TASK DETAILS: Copy every entry exactly, but skip the pictures.
── RECORDS PROVIDED
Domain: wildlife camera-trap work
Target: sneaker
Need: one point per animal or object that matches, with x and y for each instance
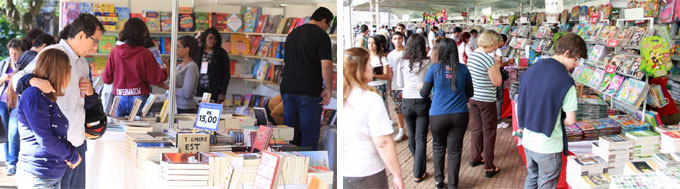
(400, 136)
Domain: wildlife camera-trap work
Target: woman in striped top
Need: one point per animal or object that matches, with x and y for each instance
(486, 76)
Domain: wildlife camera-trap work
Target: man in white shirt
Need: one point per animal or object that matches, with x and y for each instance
(83, 38)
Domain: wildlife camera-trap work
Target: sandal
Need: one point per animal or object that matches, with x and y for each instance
(493, 172)
(418, 180)
(475, 164)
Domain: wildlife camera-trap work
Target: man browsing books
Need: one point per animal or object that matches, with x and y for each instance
(307, 77)
(544, 137)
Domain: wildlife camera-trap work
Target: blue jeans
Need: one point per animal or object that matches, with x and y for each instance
(75, 178)
(28, 180)
(126, 103)
(9, 120)
(543, 170)
(304, 114)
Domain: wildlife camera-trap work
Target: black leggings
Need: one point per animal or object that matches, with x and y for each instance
(448, 132)
(416, 114)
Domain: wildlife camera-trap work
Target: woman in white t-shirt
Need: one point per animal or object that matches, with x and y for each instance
(415, 108)
(379, 64)
(367, 147)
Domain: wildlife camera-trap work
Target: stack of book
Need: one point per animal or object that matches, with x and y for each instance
(646, 144)
(664, 160)
(669, 176)
(670, 142)
(185, 169)
(322, 173)
(597, 181)
(615, 150)
(583, 165)
(635, 181)
(639, 167)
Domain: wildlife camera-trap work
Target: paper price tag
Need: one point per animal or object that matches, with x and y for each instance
(610, 69)
(208, 116)
(613, 43)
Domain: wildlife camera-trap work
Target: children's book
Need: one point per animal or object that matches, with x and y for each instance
(166, 21)
(234, 23)
(250, 17)
(219, 21)
(203, 20)
(153, 20)
(240, 44)
(186, 22)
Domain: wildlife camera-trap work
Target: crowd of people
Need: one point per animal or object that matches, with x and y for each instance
(443, 84)
(47, 94)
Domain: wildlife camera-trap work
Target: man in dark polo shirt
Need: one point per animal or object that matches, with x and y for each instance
(307, 77)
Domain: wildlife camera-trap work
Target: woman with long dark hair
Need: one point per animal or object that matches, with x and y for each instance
(379, 64)
(413, 67)
(449, 112)
(131, 68)
(213, 65)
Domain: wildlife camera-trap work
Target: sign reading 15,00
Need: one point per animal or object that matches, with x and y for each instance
(208, 116)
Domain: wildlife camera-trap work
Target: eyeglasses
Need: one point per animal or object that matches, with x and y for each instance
(96, 41)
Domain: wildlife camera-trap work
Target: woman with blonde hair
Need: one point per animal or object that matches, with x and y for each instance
(486, 76)
(367, 145)
(45, 152)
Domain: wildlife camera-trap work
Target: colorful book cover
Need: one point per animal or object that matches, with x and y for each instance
(261, 23)
(166, 21)
(234, 23)
(655, 56)
(153, 20)
(614, 85)
(240, 44)
(255, 44)
(86, 8)
(186, 22)
(203, 20)
(667, 9)
(250, 17)
(282, 25)
(106, 43)
(219, 21)
(123, 15)
(264, 48)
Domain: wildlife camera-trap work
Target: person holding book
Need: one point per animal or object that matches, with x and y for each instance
(486, 76)
(362, 38)
(545, 107)
(392, 59)
(7, 67)
(82, 39)
(186, 77)
(46, 153)
(213, 65)
(413, 67)
(131, 68)
(449, 113)
(367, 147)
(380, 66)
(307, 77)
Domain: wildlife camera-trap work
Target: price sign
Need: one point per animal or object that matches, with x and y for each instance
(193, 142)
(613, 43)
(208, 116)
(594, 17)
(267, 171)
(610, 69)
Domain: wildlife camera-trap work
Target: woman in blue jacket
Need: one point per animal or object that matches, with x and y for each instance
(45, 152)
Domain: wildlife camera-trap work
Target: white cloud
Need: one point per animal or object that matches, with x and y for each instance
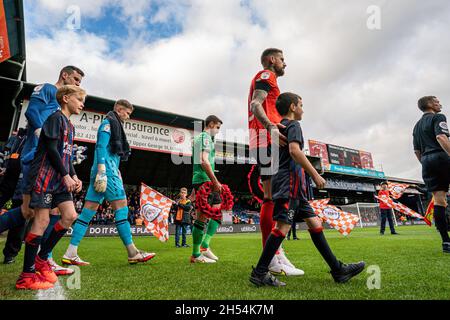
────
EXERCISE ANSWER:
Domain: wildlife camera-trap work
Target: sneaker
Need: one point per animal or object that matches, with x and y for each instance
(400, 136)
Domain: wildlife camera-trap work
Target: woman in striped top
Need: one point per animal or object that matches, with x and y for each instance
(486, 76)
Domain: wildlife camera-trap work
Target: man in white shirt
Need: one point per animal or object that matches, with x and y for each instance
(83, 38)
Domain: wildlife camera-trap work
Target: sandal
Need: one point per animal or object that matches, with x and y for each instance
(493, 172)
(418, 180)
(475, 164)
Domain: wildlife camera-trap work
Target: man browsing books
Need: one point per animal or object that matches, with x and y for each instance
(307, 77)
(544, 137)
Domain: wildlife camera-trap work
Target: blue jeans
Need: one point per animal or object that matches, with x and y for each instance
(75, 178)
(28, 180)
(126, 103)
(9, 120)
(543, 170)
(304, 114)
Domain: wildlife camera-trap work
Target: black leggings
Need: one point per animal or object that matches, with x and y for each instance
(448, 132)
(416, 114)
Domain: wildlife camera-trap work
Target: woman in white t-shirt
Need: one point per animal or object that matches, with x and y for each instance
(415, 108)
(379, 64)
(367, 147)
Domain: wildlife camera-trap work
Target: stack of book
Need: one point per animal or object that matches, with x and y for each instance
(646, 144)
(664, 160)
(669, 176)
(670, 142)
(185, 169)
(322, 173)
(597, 181)
(615, 150)
(583, 165)
(635, 181)
(639, 167)
Domain: wildlife camera-trap work
Target: paper price tag
Need: one point per animal or object that matches, with x and y for each instance
(610, 69)
(208, 116)
(613, 43)
Domain: wildlife camera-trap work
Target: children's book
Need: one point per animal or object that matches, with x and y for each instance
(166, 21)
(234, 23)
(250, 17)
(219, 21)
(203, 20)
(153, 20)
(240, 44)
(186, 22)
Domain: wildlife camera-trap work
Target: crowd of people
Need: one point per animal or object that matches, with x and y for each instance
(443, 84)
(47, 94)
Domain: wildlife camera-trap work
Target: man in dark polo shirt
Need: one point per animal or object that matches, with x and y for each instance
(307, 77)
Domain: wildlife camera-trap work
Target: woman with long dark hair
Need: one point per animal or object that matches, with x and y for each instance
(379, 64)
(413, 67)
(449, 112)
(131, 68)
(213, 65)
Domain: wildlife camera-trap work
Target: sign reading 15,00
Need: one point per animal or object that matches, with x and y for each instance
(208, 116)
Domain: wildlife camera-trap work
Target: eyeglasses
Need: one point per animal or object that matches, with x and y for each instance
(96, 41)
Domain: wildlife camera-trap work
Target: woman with blonde hair
Need: one point per animal or object that matches, with x and y for each instance
(486, 76)
(367, 145)
(45, 152)
Domain: wildlife camera-trap work
Target: colorful book cover
Need: one point per animal or object that matches, with x and y for each instance
(261, 23)
(166, 21)
(234, 23)
(655, 56)
(153, 20)
(614, 85)
(240, 44)
(255, 44)
(86, 8)
(186, 22)
(203, 20)
(667, 9)
(250, 17)
(282, 25)
(106, 43)
(219, 21)
(123, 15)
(264, 48)
Domain: wildlife camera-trap work
Target: person holding book
Need: one point per animal or object that matches, with x and y for each instance
(486, 76)
(362, 38)
(545, 107)
(392, 59)
(7, 67)
(82, 39)
(186, 77)
(46, 153)
(213, 65)
(413, 67)
(131, 68)
(449, 113)
(367, 147)
(380, 66)
(307, 77)
Domain: wildlife camera-trap work
Target: price sign
Need: one point per animal or object that matches, with x and y for each instance
(193, 142)
(613, 43)
(208, 116)
(594, 17)
(267, 171)
(610, 69)
Domain: wildlife camera-trap work
Target: woman in blue jacket
Need: one point per animal or object that matches, with x and y for each instance
(45, 152)
Domain: wildlife camera-trap work
Target: white cloud
Need: one point per animal or object that matches, with x and y for each instance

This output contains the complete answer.